_Exercise details_.
Retype the lines below word for word, leaving out the pictures.

Lines from an annotation dataset:

- - - - - - -

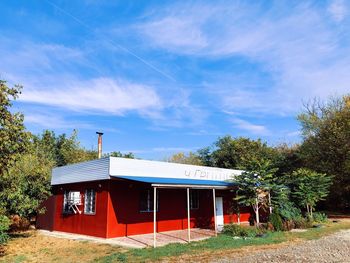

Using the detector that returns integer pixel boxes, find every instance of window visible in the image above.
[84,189,96,215]
[62,191,81,214]
[190,190,199,209]
[62,191,71,214]
[140,189,159,212]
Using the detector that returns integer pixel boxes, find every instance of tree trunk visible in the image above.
[310,205,312,218]
[255,198,260,226]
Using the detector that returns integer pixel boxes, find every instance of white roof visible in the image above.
[51,157,242,185]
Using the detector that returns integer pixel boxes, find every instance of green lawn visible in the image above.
[97,221,350,262]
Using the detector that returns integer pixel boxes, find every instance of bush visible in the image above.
[0,215,11,245]
[222,224,266,237]
[278,202,302,221]
[294,217,312,228]
[312,212,328,223]
[269,213,283,231]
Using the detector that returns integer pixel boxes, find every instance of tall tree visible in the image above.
[232,159,277,224]
[0,80,29,217]
[298,95,350,210]
[0,80,29,180]
[288,168,332,217]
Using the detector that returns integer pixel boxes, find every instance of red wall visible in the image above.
[37,180,250,238]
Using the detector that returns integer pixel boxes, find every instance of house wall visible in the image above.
[107,181,250,238]
[37,180,250,238]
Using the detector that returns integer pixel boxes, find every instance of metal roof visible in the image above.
[112,176,234,188]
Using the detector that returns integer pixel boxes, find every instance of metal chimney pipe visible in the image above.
[96,132,103,159]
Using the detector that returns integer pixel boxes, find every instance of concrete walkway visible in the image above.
[38,228,215,248]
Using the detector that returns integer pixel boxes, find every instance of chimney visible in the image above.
[96,132,103,159]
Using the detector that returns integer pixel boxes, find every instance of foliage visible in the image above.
[288,168,332,217]
[222,224,265,237]
[277,201,302,221]
[312,212,328,223]
[298,95,350,209]
[232,160,277,224]
[33,130,97,166]
[293,217,312,228]
[0,80,28,216]
[167,152,203,165]
[105,151,135,159]
[269,213,283,231]
[0,215,11,245]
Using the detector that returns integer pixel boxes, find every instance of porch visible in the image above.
[39,228,215,248]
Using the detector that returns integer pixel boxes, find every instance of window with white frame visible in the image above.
[84,189,96,215]
[140,189,159,212]
[62,191,82,214]
[190,189,199,209]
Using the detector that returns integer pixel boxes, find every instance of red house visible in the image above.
[37,157,250,245]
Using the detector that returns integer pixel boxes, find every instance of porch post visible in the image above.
[213,188,218,236]
[153,187,157,247]
[187,188,191,242]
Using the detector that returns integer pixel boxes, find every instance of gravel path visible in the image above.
[215,230,350,263]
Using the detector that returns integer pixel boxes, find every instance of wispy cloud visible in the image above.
[24,113,93,129]
[140,1,350,114]
[328,0,348,22]
[231,118,269,136]
[20,78,162,115]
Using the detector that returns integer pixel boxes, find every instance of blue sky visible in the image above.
[0,0,350,159]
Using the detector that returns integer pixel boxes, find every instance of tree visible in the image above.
[0,80,28,183]
[298,95,350,210]
[0,137,55,218]
[0,80,29,218]
[289,168,332,218]
[232,159,277,224]
[167,152,203,165]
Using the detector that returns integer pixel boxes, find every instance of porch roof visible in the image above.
[112,176,235,189]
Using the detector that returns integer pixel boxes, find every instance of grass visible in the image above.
[96,221,350,262]
[0,220,350,263]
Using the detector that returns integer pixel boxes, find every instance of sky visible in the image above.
[0,0,350,160]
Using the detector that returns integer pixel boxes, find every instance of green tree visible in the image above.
[232,159,277,224]
[167,152,203,165]
[0,80,28,182]
[298,95,350,210]
[0,80,29,219]
[289,168,332,218]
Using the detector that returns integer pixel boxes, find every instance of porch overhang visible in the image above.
[111,176,235,189]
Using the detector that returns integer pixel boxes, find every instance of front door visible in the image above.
[215,197,224,231]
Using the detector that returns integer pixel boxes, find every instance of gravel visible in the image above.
[215,230,350,263]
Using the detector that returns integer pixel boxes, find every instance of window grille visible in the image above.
[140,189,159,212]
[190,189,199,209]
[84,189,96,214]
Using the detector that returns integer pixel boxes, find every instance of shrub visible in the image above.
[269,213,283,231]
[277,202,302,221]
[312,212,328,223]
[0,215,11,245]
[222,224,266,237]
[293,217,312,228]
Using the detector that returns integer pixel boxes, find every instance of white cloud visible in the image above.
[139,17,206,51]
[137,2,350,115]
[24,113,93,129]
[231,118,269,135]
[328,0,348,22]
[19,78,162,115]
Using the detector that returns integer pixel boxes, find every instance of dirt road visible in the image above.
[213,230,350,263]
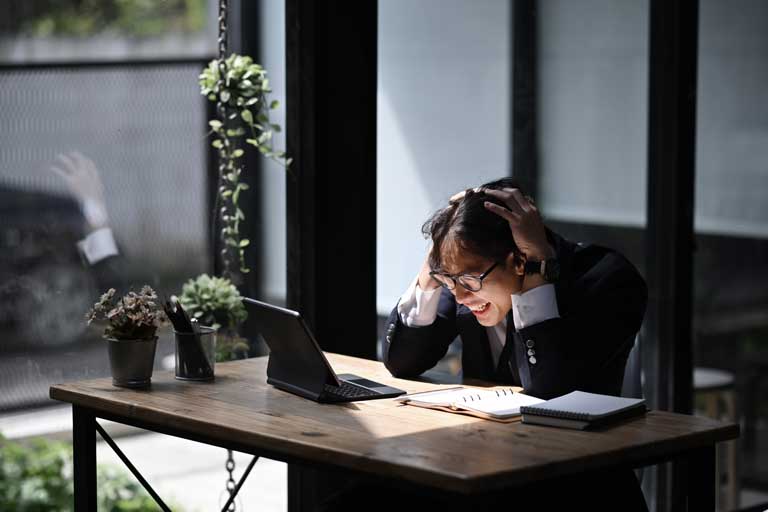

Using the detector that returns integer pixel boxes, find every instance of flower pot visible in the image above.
[106,336,157,388]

- - - - - - -

_Completed task_.
Using the detector that returns integer pixel boxes, find every instance of window visible in the image above.
[84,189,96,215]
[62,191,81,214]
[190,190,199,209]
[62,191,71,214]
[140,189,159,212]
Using the detector that returns integer pixel boxes, find every instance of tree trunk visible in the image above.
[310,205,312,218]
[255,198,260,226]
Using the detector that returns integer pixel boxes, find every instance of white roof visible in the image above.
[51,157,242,185]
Using the detector that returns integer pixel boxes, find every instance of green lawn visible in the image above.
[97,221,350,262]
Using the detector that returns integer pixel boxes, find every instance of bush visible in the image above.
[0,215,11,245]
[222,224,266,237]
[278,202,302,221]
[294,217,312,228]
[312,212,328,223]
[269,213,283,231]
Using the detector that returns integer pixel boxes, find every instance of tall tree visible in the image above.
[232,159,277,224]
[0,80,29,217]
[298,95,350,210]
[0,80,29,180]
[288,168,332,217]
Using the detector that returns integer pixel boxes, find every instance of red wall visible in the image above.
[37,180,250,238]
Using the detector that returns integer pixel boxes, find every instance of house wall visible in the image above.
[107,181,250,238]
[37,180,250,238]
Using the detector that returns integer pixel boxes, find every instance of metal roof visible in the image above.
[112,176,234,188]
Using the detector that returns integer pixel boxes, find every instance of metal chimney pipe visible in the image above.
[96,132,103,159]
Using the detector that returns integer pixel boxes, find every instance of concrete walkway visible in the image above.
[38,228,215,248]
Using the detector that returns integer pixel boxes, find every instance of chimney visible in the image above.
[96,132,103,159]
Using the detector that returns integer pixel boxes, find every instance of foliage visible in the image above.
[288,168,332,217]
[222,224,265,237]
[277,201,302,221]
[312,212,328,223]
[298,95,350,209]
[232,160,277,224]
[33,130,97,166]
[293,217,312,228]
[0,80,28,216]
[167,152,203,165]
[105,151,135,159]
[269,213,283,231]
[0,215,11,245]
Using the detector that returns integer pixel boxes, find every instance of porch visible in the image above.
[39,228,215,248]
Using the detector that returns integer pixel boxes, find every instance of window with white frame visible in the image above.
[84,189,96,215]
[140,189,159,212]
[62,191,82,214]
[190,189,199,209]
Using the detector that returns integer pixel boxes, find every instance of red house visible in the image above.
[37,157,250,245]
Using the detector that returns integer pixel boxes, find every instance of porch post visible in the image above.
[213,188,218,236]
[153,187,157,247]
[187,188,191,242]
Using the detector that returns integer pixel boxes, find every instance of gravel path visible in the image above.
[215,230,350,263]
Using the detector that returns integer pixel boxes, find every instance of wispy cloud visible in the image above.
[24,113,93,129]
[140,1,350,114]
[328,0,348,22]
[231,118,269,136]
[20,78,162,115]
Using the detector that returns integer pixel boxes, find every instance of blue sky visible in the image above.
[0,0,350,159]
Using the detector that returns integer pixel boxes, find every instance of tree visible in the image above.
[0,80,28,183]
[298,95,350,210]
[0,137,55,218]
[0,80,29,218]
[289,168,332,218]
[232,159,277,224]
[167,152,203,165]
Using the detector that returns integer pixel boxes, find every instance of porch roof visible in the image above.
[112,176,235,189]
Using the detector that returns integer pixel boxes, find every instance of grass visible in the image above.
[96,221,350,262]
[0,220,350,263]
Using the detector that returns integer pixel boxes, find every instance of sky visible in the image above.
[0,0,350,160]
Using the detector that returns integer pixel boxes, find every instance of green tree visible in the image above.
[232,159,277,224]
[167,152,203,165]
[0,80,28,182]
[298,95,350,210]
[0,80,29,219]
[289,168,332,218]
Using the detector that returns integer pixel boxes, find every instance of porch overhang visible in the image above.
[111,176,235,189]
Using the detector that returns integer pixel boxes, find every instance of front door visible in the image above.
[215,197,224,231]
Using the detector that returns integer pixel boxes, find every instance of gravel visible in the image above.
[215,230,350,263]
Using the detector that returns integer pixel boxes, find every instance of window grille visible in the image above.
[140,189,159,212]
[190,189,199,209]
[84,189,96,214]
Using the detector that returns integer pixel boxes, find every instance of shrub visible in the image above.
[269,213,283,231]
[277,202,302,221]
[312,212,328,223]
[0,215,11,245]
[222,224,266,237]
[293,217,312,228]
Using the detector that returns integer pixel boxes, find every instance of white cloud visible in the image above.
[139,17,206,51]
[137,2,350,115]
[24,113,93,129]
[231,118,269,135]
[328,0,348,22]
[19,78,162,115]
Using the detector that returns integer pixel boxes, find every instance of dirt road visible in the image above.
[213,230,350,263]

Using the detector that returns integer pixel boxes, find every instance of flower pot visible in the image above.
[106,336,157,388]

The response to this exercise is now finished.